§ **Your assignment**
Set down the records that follow exactly and completely.

Point localization data
-.-.-

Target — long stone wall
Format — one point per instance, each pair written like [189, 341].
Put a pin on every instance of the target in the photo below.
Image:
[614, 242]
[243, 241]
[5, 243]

-.-.-

§ **Output for this exercise**
Target — long stone wall
Format — one point per instance, each pair written like [189, 341].
Put a pin on every instance of the target in the photo below.
Image:
[614, 242]
[243, 241]
[5, 243]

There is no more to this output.